▶ [EXERCISE GOAL]: List every keyword given in the article entry on the São Francisco River.

▶ [TEXT SHOWN]:
::::

Risks and vulnerability at the banks of the São Francisco River: ethnography, writing and marginility
DOI:
https://doi.org/10.22409/antropolitica2026.v58.i1.a64163Keywords:
Sexuality, Vulnerability, Ethnography, Fieldwork.Abstract
This article analyzes the dynamics of risk and vulnerability within cruising practices along the banks of the São Francisco River, in Juazeiro, Bahia, drawing on an ethnographic approach developed over continuous and long-term fieldwork. The research examines how desire, precarity, and racialization shape sexual encounters in this territory, where anonymity and clandestinity operate both as protection and as threat, producing a scenario in which subjects constantly negotiate their presence and their limits. Based on ethnographic experience—built through prolonged participant observation, daily circulation along the trails, and situated conversations with frequenters—the study explores the ambivalence between pleasure and fear, desire and exclusion, highlighting how interactions are mediated by tacit codes of recognition that guide approaches, refusals, and strategies for managing risk. Frequenters negotiate their presence and interactions through discrete gestures and subtle bodily movements, adjusted to the material conditions of the space—lighting, flow of people, presence of police—and to the vulnerabilities inscribed in their bodies and trajectories. These modes of interaction reveal not only protective strategies but also specific dynamics in the constitution of desire, in which dimness and uncertainty intensify erotic experience. The article contributes to reflections on sexuality, territoriality, and vulnerability by showing how dissident practices are structured in contexts marked by racial and socioeconomic inequalities, thus expanding the understanding of marginal experiences and their methodological, ethical, and theoretical challenges within anthropological production.

::::

▶ [RECORDS SHOWN]:
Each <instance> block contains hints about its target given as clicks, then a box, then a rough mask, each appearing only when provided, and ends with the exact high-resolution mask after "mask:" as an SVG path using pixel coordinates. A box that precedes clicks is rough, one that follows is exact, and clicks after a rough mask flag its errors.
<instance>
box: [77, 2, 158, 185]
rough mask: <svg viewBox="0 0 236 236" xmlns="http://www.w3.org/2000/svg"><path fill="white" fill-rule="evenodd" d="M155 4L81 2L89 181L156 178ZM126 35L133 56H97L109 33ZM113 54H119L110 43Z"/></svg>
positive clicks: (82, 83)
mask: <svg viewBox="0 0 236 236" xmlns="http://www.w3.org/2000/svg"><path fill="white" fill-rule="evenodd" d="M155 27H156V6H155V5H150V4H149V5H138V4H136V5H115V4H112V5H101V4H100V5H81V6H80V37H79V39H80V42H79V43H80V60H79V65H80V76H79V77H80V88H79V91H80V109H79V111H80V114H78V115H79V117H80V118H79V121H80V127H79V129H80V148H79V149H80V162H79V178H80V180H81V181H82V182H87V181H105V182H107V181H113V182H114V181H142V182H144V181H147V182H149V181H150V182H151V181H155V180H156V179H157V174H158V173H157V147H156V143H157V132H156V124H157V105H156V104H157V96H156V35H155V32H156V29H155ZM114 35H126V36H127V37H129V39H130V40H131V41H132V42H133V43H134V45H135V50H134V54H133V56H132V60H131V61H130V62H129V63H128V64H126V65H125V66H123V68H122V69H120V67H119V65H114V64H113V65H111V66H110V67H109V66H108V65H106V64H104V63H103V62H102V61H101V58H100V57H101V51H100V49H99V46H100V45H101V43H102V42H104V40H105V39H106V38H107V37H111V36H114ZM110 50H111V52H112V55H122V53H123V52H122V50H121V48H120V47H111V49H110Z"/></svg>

::::

▶ [YOUR SOLUTION]: Sexuality, Vulnerability, Ethnography, Fieldwork